━━━ Data for analysis ━━━
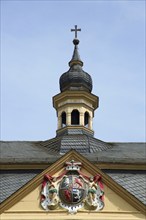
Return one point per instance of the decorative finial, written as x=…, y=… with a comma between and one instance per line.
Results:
x=76, y=31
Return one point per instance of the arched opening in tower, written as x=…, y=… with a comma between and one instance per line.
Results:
x=63, y=119
x=75, y=115
x=86, y=119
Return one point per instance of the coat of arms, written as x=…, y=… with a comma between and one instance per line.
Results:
x=72, y=190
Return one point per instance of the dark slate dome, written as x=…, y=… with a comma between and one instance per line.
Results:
x=75, y=78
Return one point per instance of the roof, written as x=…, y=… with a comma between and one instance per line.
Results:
x=50, y=150
x=12, y=180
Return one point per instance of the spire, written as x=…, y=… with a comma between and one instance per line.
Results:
x=75, y=78
x=76, y=57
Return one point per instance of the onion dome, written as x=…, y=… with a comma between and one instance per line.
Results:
x=75, y=78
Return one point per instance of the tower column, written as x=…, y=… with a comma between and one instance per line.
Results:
x=82, y=118
x=59, y=122
x=68, y=118
x=90, y=122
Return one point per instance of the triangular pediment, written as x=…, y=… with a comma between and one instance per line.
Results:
x=116, y=199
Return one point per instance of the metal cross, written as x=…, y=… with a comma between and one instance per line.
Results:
x=76, y=30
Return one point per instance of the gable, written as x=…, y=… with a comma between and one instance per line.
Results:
x=27, y=199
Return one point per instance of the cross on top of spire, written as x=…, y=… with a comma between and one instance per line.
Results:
x=76, y=31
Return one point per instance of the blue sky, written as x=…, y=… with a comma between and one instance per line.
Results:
x=36, y=46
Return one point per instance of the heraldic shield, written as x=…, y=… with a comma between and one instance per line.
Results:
x=72, y=190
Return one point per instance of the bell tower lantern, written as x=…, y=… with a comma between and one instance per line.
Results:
x=75, y=104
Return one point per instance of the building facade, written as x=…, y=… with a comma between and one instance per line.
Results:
x=73, y=175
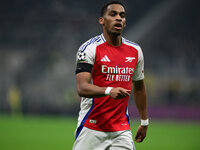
━━━
Action item: Report each line of the entries where the word "tower" occurs.

Completed task:
Return one point per instance of the arched opening in tower, written as x=…, y=… with a comma between and one instance per line.
Return one point per instance of the tower column, written as x=…, y=… with a comma between and one instance per line.
Return one point per instance of the bell tower lantern, written as x=…, y=… with a comma between and one instance per line.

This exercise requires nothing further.